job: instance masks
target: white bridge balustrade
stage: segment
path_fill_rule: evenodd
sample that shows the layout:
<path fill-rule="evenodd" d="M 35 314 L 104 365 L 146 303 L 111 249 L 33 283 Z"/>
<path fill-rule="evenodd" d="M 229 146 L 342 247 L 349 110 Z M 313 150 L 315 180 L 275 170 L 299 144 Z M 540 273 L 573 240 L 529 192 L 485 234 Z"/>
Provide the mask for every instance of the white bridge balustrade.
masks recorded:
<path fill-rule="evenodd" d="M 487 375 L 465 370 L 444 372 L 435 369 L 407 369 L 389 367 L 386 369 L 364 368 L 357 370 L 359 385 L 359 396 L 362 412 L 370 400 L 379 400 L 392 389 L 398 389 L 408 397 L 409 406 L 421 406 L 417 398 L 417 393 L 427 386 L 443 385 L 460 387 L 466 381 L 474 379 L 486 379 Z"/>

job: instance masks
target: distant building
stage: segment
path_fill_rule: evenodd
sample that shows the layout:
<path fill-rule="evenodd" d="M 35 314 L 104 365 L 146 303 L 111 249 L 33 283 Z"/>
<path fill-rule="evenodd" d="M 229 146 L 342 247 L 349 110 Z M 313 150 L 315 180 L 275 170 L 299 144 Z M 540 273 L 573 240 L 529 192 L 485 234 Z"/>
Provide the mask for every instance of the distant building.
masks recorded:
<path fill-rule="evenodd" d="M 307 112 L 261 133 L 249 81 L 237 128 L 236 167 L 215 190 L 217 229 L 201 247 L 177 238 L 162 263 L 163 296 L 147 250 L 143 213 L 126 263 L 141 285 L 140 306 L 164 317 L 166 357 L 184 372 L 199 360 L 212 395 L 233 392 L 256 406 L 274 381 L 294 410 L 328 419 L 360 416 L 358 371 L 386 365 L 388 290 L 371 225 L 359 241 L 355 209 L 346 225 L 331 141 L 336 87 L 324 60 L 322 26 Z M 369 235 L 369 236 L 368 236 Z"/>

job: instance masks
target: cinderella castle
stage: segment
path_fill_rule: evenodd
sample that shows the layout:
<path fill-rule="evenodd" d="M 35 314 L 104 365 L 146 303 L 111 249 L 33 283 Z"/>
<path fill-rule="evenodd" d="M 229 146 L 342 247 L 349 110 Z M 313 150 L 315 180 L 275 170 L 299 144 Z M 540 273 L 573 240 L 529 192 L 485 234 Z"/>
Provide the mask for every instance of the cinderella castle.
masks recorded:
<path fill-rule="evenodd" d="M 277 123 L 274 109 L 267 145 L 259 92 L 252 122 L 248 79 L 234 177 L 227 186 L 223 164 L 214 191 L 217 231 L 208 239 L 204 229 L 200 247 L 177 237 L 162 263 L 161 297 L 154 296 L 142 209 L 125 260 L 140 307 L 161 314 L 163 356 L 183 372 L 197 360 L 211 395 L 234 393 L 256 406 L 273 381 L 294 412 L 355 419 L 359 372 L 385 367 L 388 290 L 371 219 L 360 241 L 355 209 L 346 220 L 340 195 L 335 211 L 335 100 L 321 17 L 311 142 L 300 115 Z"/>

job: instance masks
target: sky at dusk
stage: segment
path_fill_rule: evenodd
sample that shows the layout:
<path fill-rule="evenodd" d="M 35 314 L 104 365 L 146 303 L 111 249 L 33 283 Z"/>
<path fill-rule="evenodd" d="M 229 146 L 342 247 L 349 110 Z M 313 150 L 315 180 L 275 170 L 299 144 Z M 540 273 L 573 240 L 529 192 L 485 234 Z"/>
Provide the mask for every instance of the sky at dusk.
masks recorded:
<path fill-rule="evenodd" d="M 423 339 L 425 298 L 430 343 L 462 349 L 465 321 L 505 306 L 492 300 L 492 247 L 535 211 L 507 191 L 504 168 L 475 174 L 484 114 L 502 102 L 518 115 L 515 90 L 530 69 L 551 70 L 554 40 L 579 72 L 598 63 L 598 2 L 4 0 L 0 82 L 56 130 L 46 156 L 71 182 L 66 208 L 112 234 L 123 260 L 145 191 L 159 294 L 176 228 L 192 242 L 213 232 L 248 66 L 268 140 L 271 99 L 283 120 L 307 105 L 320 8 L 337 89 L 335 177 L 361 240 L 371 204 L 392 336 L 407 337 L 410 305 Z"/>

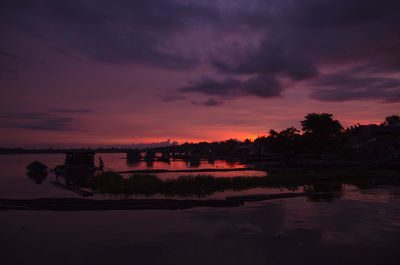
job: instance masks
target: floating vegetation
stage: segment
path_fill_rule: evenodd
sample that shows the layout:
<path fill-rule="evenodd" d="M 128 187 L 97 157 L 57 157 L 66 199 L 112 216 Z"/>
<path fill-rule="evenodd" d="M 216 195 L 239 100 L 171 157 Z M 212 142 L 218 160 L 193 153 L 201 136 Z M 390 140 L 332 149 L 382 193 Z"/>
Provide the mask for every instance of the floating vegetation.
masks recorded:
<path fill-rule="evenodd" d="M 109 194 L 205 197 L 215 192 L 259 187 L 283 187 L 297 190 L 300 186 L 306 186 L 305 189 L 309 192 L 339 191 L 341 183 L 358 187 L 400 185 L 400 172 L 351 167 L 298 172 L 277 171 L 266 177 L 216 178 L 211 175 L 197 175 L 167 180 L 161 180 L 156 175 L 149 174 L 133 174 L 129 178 L 124 178 L 114 172 L 103 172 L 92 177 L 89 187 L 95 192 Z"/>

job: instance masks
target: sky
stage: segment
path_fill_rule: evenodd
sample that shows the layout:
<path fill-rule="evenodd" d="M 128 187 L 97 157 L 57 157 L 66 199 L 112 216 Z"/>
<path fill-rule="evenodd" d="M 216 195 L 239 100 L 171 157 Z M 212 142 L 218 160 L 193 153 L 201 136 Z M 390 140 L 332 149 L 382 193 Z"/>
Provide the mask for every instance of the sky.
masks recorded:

· · · ·

▶ **Directions for this task**:
Copy out everything from the very start of the entries down to and including the line containing "487 375 L 465", with each line unchanged.

▶ **Answer to the problem**:
job: instance masks
target: white bridge balustrade
stage: segment
path_fill_rule: evenodd
sample that shows the layout:
<path fill-rule="evenodd" d="M 35 314 L 104 365 L 146 303 L 111 249 L 33 283 Z"/>
<path fill-rule="evenodd" d="M 229 146 L 342 247 L 349 110 Z M 313 150 L 315 180 L 275 170 L 299 144 Z M 540 273 L 573 240 L 529 192 L 485 234 Z"/>
Provide the mask for every instance of the white bridge balustrade.
masks recorded:
<path fill-rule="evenodd" d="M 487 375 L 465 370 L 444 372 L 435 369 L 407 369 L 389 367 L 386 369 L 364 368 L 357 370 L 359 385 L 359 396 L 362 412 L 370 400 L 379 400 L 392 389 L 398 389 L 408 397 L 409 406 L 421 406 L 417 398 L 417 393 L 427 386 L 443 385 L 460 387 L 466 381 L 474 379 L 486 379 Z"/>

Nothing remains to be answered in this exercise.